SET EXERCISE A: Decide whether each statement below agrees with the passage on inline citation styles, answering yes or no and quoting the words of the passage that settle it. (i) The full list of references is usually arranged alphabetically by the first author's first name. (ii) Inline styles are called "Parenthetical" styles because they enclose the partial information in brackets. (iii) Inline styles were first used at Harvard in the 1920s.

DOCUMENT SEGMENT:
* * * * *
Learn how to avoid plagiarism and to reference your sources correctly

About Inline Styles

Inline citations use a brief summary of the reference in the text (such as listing the author and date, or the author and title, or author and page) with the full reference stated at the end of the chapter or work.

This final list is called a reference list or bibliography.

Generally the full list of references will be in alphabetical order by the first author’s surname.

Inline styles are sometimes called the “Harvard” style as they were first used at Harvard in the 1880s. They are also called “Parenthetical” styles as they enclose the partial information in brackets.

Two of the most popular Harvard-type styles are the APA 6th Edition, and the MLA 7th Edition. Our example is used to show the similarities and differences below.
* * * * *
(Recorded data)

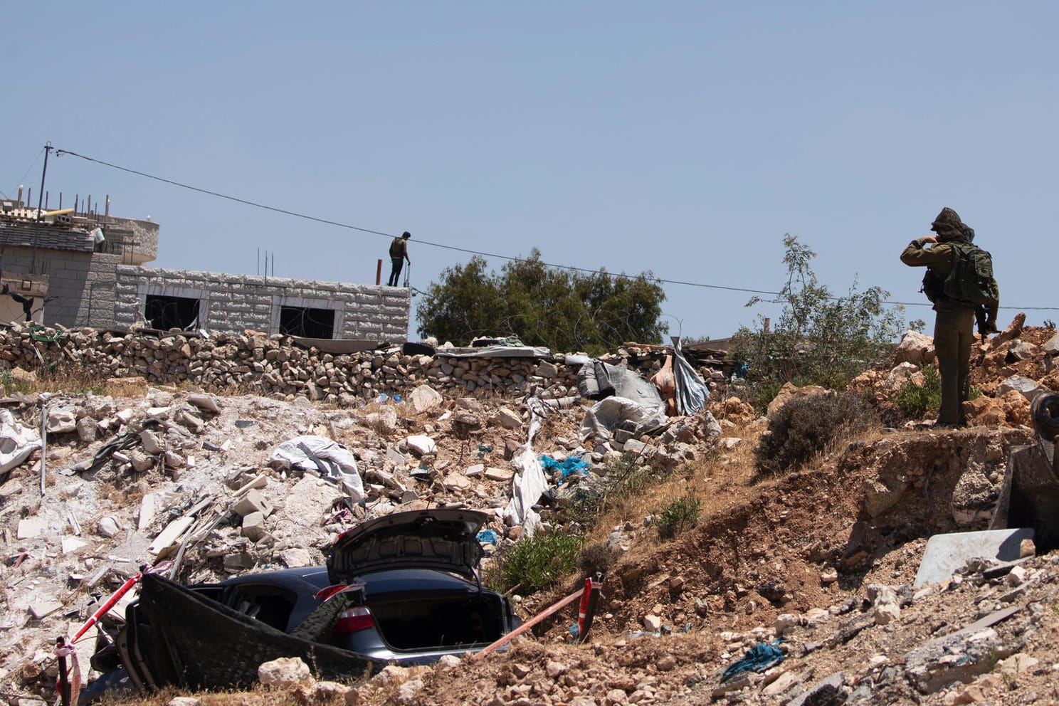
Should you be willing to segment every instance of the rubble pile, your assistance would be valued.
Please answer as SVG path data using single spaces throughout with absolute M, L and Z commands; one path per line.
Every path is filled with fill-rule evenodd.
M 649 377 L 661 367 L 662 354 L 621 349 L 604 360 L 627 363 Z M 352 406 L 380 394 L 403 395 L 429 384 L 447 395 L 489 392 L 505 397 L 532 388 L 542 397 L 576 395 L 580 363 L 564 356 L 543 358 L 451 357 L 406 355 L 400 348 L 329 354 L 304 348 L 286 336 L 247 331 L 239 336 L 130 331 L 91 328 L 41 329 L 13 323 L 0 329 L 0 360 L 5 367 L 34 370 L 75 365 L 101 378 L 142 377 L 151 384 L 198 385 L 213 392 L 252 392 L 288 400 L 311 400 Z M 707 380 L 723 379 L 704 370 Z
M 507 653 L 388 667 L 353 685 L 273 666 L 270 688 L 289 689 L 291 704 L 365 706 L 1059 701 L 1054 555 L 1034 556 L 1030 545 L 1010 564 L 968 564 L 927 585 L 913 578 L 926 538 L 989 524 L 1008 453 L 1033 439 L 1029 400 L 1059 387 L 1054 330 L 1017 319 L 976 349 L 971 381 L 982 395 L 965 411 L 977 426 L 879 429 L 764 482 L 736 459 L 766 420 L 739 399 L 718 399 L 726 381 L 708 369 L 711 414 L 674 417 L 650 433 L 615 429 L 603 440 L 584 435 L 589 403 L 577 398 L 575 364 L 559 357 L 339 356 L 251 333 L 82 330 L 41 341 L 12 327 L 3 336 L 13 377 L 40 369 L 39 352 L 49 363 L 77 361 L 101 384 L 118 378 L 107 395 L 0 400 L 3 436 L 37 445 L 28 459 L 0 466 L 0 691 L 13 706 L 54 700 L 55 637 L 141 565 L 173 561 L 185 582 L 315 565 L 364 519 L 438 506 L 491 513 L 484 548 L 510 546 L 526 532 L 505 512 L 513 461 L 537 413 L 534 454 L 560 464 L 535 506 L 544 528 L 584 530 L 572 510 L 606 493 L 629 463 L 684 469 L 666 476 L 684 484 L 670 492 L 705 499 L 708 514 L 669 542 L 659 541 L 651 517 L 604 528 L 617 558 L 588 645 L 572 636 L 576 618 L 558 614 Z M 908 336 L 892 364 L 854 387 L 891 403 L 932 357 L 929 339 Z M 645 376 L 662 366 L 649 348 L 603 360 Z M 216 394 L 225 387 L 262 394 Z M 788 390 L 783 399 L 813 392 Z M 359 486 L 277 454 L 311 440 L 347 450 Z M 569 475 L 568 459 L 576 464 L 567 470 L 577 469 Z M 516 602 L 530 617 L 551 600 Z M 778 664 L 723 678 L 760 646 L 782 654 Z M 87 665 L 90 640 L 78 650 Z M 234 703 L 213 699 L 222 696 L 202 695 L 202 706 Z
M 47 690 L 55 635 L 69 635 L 144 565 L 173 561 L 169 575 L 187 583 L 320 565 L 339 533 L 357 523 L 428 507 L 492 513 L 487 553 L 523 535 L 504 508 L 528 412 L 503 400 L 450 399 L 419 385 L 399 403 L 342 411 L 304 396 L 217 397 L 137 378 L 108 385 L 119 396 L 0 400 L 20 431 L 44 433 L 34 447 L 43 447 L 43 459 L 0 473 L 0 680 L 19 688 Z M 741 409 L 737 401 L 728 406 Z M 720 427 L 705 421 L 708 414 L 683 417 L 654 436 L 625 434 L 586 448 L 581 408 L 549 410 L 549 436 L 537 451 L 576 458 L 579 470 L 567 477 L 554 471 L 564 492 L 540 508 L 544 529 L 568 521 L 571 499 L 603 493 L 624 453 L 645 469 L 672 468 L 701 458 Z M 312 440 L 348 450 L 355 489 L 280 453 Z M 85 664 L 89 644 L 78 644 Z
* * * * *
SET EXERCISE B: Rewrite everything in the rows from their beginning down through the line containing "Every path is filled with fill-rule evenodd.", putting "outline" in place of "segment" and leaving all else unchanged. Omit the pictures from your answer.

FINAL ANSWER A:
(i) No: "Generally the full list of references will be in alphabetical order by the first author’s surname."
(ii) Yes: "They are also called “Parenthetical” styles as they enclose the partial information in brackets."
(iii) No: "they were first used at Harvard in the 1880s."

FINAL ANSWER B:
Should you be willing to outline every instance of the rubble pile, your assistance would be valued.
Please answer as SVG path data using single spaces throughout with absolute M, L and Z commands; one path per line.
Every path is filled with fill-rule evenodd.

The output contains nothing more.